━━ EXTRACTED DATA
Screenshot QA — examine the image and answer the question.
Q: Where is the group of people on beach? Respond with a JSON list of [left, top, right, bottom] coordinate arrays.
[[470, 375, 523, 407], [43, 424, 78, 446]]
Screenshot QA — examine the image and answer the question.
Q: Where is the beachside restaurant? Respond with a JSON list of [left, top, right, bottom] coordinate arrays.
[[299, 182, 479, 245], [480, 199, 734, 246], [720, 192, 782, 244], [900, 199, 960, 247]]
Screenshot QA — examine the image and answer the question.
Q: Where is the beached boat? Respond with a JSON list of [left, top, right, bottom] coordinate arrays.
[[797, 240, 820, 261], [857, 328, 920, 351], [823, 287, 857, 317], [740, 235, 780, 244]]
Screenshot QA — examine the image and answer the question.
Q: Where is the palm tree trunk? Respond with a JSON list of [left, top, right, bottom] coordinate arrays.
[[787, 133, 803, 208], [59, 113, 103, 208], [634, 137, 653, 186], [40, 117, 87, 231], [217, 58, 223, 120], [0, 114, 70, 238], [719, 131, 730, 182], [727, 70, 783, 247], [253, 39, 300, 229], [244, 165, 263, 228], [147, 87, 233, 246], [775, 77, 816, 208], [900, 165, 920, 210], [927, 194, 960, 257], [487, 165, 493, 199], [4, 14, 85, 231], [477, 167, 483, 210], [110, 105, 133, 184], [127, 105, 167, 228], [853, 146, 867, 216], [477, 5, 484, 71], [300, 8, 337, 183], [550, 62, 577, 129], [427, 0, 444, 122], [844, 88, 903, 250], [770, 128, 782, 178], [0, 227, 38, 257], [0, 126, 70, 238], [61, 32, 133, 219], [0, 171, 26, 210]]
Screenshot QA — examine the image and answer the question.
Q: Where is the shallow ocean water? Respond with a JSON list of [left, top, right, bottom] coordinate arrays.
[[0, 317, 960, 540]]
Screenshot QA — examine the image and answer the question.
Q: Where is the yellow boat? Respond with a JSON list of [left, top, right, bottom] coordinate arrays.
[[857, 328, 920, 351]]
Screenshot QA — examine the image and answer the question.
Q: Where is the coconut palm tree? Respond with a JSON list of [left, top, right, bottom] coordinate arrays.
━━━━
Copy the records above line for line, changing nothing.

Screenshot QA — examine the image and answer the question.
Q: Where is the group of people on beach? Respond with a JSON list of [left, top, right, bottom] coordinate arrays.
[[470, 375, 523, 407], [43, 424, 78, 446]]
Screenshot QA — examine the image and answer the question.
Q: Where is the beachside restaurant? Respond with a JSON list of [left, top, right, bottom] coordinate arrays.
[[299, 182, 479, 245], [480, 199, 734, 246], [720, 192, 782, 244], [900, 199, 960, 247]]
Screenshot QA — examine the image and answer the question.
Q: Where is the beached boat? Respond with a JSON list of [left, top, right, bottom] coordinate arrays.
[[797, 240, 820, 261], [857, 328, 920, 351], [823, 287, 857, 317], [740, 235, 780, 244]]
Screenshot QA — examine the image and answer the question.
Q: Where is the palm tree trunk? Respond with a JSON list of [left, top, right, bottom] coordinate arrays.
[[787, 133, 803, 208], [59, 113, 103, 208], [634, 137, 653, 186], [40, 117, 87, 231], [217, 58, 223, 120], [0, 114, 70, 238], [719, 131, 730, 182], [727, 70, 783, 247], [253, 39, 300, 229], [244, 165, 263, 228], [147, 87, 233, 246], [775, 77, 816, 208], [900, 165, 920, 210], [927, 194, 960, 257], [487, 165, 493, 199], [4, 14, 85, 231], [477, 167, 483, 210], [110, 105, 133, 184], [127, 105, 167, 228], [853, 146, 867, 216], [477, 5, 484, 71], [300, 8, 337, 183], [550, 62, 577, 129], [427, 0, 444, 122], [844, 88, 903, 250], [770, 128, 782, 178], [0, 227, 38, 257], [0, 126, 70, 238], [61, 32, 133, 219], [0, 171, 26, 210]]
Screenshot QA — examine the image and answer the question.
Q: Where is the shallow ocean water? Respond with a JSON list of [left, top, right, bottom] coordinate arrays.
[[0, 317, 960, 540]]
Screenshot QA — examine the image and answer the question.
Q: Where is the yellow boat? Respond with a JSON list of [left, top, right, bottom] coordinate arrays.
[[857, 328, 920, 351]]
Screenshot QA — examine the image and answer the question.
Q: Where is the coconut palm tree? Respond with a JSON list of [left, top, right, bottom] coordinate arrays.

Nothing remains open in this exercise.